Work to complete: Extract every line in the entries below that contains the word "brown".

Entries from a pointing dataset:
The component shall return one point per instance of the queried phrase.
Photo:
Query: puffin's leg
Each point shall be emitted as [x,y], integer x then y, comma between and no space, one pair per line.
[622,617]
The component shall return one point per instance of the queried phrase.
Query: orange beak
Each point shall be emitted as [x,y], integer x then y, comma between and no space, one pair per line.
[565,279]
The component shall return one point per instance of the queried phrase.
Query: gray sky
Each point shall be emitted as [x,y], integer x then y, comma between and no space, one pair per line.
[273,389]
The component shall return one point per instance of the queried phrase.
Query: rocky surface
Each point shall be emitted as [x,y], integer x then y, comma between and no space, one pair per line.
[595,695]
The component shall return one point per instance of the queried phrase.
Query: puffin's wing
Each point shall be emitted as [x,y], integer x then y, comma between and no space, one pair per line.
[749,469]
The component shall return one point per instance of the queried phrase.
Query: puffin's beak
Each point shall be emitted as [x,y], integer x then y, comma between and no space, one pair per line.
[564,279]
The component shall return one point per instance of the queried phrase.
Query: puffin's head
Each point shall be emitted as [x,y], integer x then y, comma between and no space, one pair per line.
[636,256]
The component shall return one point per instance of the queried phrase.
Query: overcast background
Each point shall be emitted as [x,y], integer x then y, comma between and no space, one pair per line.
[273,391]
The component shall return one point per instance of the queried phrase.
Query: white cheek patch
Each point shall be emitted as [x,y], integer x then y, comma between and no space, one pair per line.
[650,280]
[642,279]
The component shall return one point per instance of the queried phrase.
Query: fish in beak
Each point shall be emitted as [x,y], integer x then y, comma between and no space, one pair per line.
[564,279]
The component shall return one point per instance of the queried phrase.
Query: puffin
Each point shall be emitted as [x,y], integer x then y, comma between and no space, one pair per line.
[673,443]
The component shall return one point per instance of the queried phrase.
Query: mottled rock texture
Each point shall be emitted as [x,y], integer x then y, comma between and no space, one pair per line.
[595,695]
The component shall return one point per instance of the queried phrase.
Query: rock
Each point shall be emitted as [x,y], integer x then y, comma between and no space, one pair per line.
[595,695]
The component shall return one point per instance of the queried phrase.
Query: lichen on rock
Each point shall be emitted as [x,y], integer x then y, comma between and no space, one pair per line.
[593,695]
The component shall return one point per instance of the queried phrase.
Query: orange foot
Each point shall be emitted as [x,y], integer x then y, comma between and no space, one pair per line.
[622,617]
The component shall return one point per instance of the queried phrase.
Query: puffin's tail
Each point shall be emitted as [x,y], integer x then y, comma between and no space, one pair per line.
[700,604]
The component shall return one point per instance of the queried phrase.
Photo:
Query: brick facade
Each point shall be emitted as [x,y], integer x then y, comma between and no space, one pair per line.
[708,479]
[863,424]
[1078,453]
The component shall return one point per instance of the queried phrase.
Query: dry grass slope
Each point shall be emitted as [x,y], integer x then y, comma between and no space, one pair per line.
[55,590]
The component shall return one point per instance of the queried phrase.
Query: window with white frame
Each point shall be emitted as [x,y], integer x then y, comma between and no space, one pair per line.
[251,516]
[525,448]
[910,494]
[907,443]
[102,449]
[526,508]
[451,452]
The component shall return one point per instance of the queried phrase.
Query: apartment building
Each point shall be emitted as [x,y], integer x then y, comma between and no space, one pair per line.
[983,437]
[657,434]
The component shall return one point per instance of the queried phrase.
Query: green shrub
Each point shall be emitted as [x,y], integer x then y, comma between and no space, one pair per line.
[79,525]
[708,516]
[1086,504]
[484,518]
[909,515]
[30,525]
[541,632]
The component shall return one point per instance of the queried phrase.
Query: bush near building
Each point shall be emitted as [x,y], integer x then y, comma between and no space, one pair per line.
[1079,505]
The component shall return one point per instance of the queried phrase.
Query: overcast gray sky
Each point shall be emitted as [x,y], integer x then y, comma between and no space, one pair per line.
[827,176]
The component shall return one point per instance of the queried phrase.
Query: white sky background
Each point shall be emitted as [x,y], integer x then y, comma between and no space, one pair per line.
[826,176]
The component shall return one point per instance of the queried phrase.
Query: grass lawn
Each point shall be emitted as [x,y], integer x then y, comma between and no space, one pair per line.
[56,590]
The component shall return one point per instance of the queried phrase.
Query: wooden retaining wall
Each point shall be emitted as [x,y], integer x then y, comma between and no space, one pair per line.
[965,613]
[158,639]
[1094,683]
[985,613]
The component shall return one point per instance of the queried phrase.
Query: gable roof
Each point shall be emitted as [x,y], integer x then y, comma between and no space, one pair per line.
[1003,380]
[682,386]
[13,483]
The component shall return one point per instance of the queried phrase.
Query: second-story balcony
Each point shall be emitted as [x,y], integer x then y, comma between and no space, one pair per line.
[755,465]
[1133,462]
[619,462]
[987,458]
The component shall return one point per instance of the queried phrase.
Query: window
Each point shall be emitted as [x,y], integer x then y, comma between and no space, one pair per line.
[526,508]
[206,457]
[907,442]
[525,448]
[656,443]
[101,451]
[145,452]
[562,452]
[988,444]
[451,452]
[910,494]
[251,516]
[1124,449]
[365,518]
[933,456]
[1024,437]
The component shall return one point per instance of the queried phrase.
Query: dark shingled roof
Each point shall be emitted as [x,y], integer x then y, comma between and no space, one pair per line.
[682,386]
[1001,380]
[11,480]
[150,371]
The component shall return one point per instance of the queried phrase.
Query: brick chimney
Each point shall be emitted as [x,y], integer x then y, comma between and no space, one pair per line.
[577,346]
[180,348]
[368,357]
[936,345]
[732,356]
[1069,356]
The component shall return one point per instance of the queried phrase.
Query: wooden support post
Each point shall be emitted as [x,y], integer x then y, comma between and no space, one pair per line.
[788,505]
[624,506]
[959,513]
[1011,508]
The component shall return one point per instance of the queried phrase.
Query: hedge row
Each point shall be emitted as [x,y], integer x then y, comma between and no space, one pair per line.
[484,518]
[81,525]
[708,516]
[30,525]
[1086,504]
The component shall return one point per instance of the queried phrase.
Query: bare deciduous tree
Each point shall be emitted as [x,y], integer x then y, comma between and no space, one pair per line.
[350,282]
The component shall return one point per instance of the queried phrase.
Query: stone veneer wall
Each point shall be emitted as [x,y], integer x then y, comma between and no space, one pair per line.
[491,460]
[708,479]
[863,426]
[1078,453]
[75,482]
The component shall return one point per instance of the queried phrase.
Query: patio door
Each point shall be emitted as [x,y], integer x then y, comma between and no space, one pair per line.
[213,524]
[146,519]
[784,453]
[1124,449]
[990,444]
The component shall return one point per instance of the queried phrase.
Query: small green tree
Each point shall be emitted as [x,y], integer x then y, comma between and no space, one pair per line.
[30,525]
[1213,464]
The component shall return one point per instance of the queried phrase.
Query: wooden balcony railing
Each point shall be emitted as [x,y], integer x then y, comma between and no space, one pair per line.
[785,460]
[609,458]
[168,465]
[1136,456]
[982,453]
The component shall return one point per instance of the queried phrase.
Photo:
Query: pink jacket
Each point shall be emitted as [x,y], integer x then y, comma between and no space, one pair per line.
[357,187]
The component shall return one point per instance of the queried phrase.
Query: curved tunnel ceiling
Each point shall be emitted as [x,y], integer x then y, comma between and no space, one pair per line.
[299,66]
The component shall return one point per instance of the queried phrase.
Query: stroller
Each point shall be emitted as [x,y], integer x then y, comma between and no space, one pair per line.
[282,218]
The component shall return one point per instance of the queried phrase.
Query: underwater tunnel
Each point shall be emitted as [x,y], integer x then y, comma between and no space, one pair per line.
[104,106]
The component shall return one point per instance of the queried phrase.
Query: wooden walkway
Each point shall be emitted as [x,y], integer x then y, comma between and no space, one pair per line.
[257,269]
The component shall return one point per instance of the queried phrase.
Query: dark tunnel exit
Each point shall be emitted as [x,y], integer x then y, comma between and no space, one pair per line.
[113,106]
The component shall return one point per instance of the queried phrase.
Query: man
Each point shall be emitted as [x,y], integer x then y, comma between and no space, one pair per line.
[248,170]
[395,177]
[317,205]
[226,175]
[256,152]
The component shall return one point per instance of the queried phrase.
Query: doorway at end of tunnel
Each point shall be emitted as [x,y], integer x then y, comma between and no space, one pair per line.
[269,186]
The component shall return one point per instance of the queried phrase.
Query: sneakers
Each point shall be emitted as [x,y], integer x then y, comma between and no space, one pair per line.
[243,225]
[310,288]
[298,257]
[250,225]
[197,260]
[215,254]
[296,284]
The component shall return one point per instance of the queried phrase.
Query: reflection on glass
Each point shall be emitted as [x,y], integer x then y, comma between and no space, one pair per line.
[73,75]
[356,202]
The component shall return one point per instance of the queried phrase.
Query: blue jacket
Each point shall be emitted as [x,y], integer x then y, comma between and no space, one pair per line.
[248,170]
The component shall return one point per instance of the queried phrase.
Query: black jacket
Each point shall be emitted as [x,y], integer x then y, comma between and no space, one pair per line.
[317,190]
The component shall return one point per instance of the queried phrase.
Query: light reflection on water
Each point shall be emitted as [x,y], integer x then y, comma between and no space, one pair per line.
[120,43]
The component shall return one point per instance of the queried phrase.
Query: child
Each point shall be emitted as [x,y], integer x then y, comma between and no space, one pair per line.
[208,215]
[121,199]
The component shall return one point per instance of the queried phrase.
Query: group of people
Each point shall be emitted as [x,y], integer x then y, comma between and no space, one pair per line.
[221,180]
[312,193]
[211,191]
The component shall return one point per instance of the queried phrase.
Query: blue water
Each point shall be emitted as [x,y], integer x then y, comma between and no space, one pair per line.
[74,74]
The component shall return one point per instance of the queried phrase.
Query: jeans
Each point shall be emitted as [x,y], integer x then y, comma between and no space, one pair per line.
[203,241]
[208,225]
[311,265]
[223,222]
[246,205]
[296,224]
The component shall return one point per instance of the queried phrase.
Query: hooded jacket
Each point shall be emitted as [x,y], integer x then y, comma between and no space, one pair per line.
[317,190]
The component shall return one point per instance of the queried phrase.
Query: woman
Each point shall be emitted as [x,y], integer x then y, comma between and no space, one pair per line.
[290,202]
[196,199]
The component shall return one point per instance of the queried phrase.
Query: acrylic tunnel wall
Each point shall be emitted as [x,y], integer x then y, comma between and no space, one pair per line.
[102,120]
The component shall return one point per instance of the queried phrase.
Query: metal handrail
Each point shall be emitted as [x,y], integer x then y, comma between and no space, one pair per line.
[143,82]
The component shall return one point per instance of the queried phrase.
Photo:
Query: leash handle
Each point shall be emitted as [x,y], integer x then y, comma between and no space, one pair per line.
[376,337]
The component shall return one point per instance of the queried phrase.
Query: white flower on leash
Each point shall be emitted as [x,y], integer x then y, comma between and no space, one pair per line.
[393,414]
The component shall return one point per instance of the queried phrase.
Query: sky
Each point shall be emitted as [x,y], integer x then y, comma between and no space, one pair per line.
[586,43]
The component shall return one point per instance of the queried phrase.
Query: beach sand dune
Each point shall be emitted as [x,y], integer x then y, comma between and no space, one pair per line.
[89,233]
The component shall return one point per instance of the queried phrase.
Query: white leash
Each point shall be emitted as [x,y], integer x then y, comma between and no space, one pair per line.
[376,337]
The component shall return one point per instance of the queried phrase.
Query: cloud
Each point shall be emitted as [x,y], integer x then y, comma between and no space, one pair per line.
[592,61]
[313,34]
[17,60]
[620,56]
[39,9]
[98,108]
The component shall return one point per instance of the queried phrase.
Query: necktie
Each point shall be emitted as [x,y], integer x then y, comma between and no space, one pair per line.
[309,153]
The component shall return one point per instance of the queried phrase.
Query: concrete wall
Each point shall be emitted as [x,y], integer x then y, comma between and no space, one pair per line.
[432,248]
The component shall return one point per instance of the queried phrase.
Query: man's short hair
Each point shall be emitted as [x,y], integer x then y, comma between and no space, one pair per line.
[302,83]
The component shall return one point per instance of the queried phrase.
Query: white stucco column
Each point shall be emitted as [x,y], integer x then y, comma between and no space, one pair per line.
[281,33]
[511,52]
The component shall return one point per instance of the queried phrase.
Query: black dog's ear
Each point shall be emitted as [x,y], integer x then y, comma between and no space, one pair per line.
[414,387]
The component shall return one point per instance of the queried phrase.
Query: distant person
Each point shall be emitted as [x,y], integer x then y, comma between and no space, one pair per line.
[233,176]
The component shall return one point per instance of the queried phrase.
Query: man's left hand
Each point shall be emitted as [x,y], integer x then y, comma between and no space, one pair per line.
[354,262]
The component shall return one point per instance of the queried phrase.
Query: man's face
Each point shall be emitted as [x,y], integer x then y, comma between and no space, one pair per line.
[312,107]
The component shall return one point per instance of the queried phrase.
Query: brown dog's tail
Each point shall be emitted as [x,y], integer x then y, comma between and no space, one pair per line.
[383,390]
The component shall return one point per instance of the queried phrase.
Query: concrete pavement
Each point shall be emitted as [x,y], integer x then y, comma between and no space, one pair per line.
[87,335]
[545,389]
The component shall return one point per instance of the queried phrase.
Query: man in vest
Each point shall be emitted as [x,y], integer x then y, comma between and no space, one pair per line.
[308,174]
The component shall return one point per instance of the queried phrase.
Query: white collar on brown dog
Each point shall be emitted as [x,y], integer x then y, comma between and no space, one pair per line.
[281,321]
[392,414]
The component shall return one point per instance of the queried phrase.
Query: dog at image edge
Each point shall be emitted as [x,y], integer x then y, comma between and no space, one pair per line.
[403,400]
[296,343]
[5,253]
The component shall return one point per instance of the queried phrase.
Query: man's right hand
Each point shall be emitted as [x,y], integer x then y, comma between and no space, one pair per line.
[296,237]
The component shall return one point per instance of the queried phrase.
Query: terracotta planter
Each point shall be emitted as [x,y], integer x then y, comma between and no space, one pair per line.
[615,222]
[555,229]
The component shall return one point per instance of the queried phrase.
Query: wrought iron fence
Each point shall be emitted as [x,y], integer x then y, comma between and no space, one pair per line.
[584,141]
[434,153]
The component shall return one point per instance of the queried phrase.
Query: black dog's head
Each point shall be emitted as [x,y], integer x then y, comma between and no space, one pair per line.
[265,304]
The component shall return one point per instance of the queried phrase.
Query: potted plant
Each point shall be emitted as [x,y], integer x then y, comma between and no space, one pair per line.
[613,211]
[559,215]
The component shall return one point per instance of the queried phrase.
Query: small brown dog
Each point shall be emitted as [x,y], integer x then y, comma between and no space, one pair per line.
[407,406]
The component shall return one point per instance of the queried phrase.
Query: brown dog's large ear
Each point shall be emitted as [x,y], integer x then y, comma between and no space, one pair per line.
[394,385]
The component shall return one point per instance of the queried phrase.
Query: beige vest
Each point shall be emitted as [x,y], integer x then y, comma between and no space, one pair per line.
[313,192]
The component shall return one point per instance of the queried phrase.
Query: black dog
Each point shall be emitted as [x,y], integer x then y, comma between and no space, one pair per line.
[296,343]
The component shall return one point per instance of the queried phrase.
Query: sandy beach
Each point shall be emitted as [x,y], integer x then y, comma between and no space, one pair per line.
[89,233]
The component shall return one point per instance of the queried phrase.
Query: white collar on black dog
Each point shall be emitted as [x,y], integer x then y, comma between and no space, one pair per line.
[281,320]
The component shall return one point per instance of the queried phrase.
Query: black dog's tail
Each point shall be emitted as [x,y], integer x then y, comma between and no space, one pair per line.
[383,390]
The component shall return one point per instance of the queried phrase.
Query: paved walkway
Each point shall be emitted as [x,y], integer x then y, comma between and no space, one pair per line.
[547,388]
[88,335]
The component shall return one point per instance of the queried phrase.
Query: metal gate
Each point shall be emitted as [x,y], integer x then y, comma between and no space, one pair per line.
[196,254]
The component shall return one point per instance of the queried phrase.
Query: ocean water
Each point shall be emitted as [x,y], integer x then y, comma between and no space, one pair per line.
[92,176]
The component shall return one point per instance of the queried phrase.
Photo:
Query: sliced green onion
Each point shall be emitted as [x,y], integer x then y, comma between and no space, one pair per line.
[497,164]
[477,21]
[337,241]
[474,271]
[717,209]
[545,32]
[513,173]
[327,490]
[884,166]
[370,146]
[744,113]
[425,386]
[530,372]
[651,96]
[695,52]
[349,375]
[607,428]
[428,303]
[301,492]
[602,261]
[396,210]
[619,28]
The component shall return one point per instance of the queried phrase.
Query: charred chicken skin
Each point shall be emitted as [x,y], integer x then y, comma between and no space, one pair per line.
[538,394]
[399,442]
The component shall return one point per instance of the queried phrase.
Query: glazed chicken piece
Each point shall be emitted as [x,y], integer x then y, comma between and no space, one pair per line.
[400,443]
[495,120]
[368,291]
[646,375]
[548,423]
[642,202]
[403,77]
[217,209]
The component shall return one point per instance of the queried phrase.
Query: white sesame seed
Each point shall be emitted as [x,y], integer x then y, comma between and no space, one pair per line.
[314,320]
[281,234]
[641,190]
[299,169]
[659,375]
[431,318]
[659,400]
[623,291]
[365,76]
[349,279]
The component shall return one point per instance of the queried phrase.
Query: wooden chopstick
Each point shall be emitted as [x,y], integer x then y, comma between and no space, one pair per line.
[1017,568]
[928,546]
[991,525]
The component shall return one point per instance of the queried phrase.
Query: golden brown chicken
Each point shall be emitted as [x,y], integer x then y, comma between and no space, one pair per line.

Solution for this task:
Query: brown dog's tail
Query: white collar on brown dog
Query: small brown dog
Query: brown dog's large ear
Query: golden brown chicken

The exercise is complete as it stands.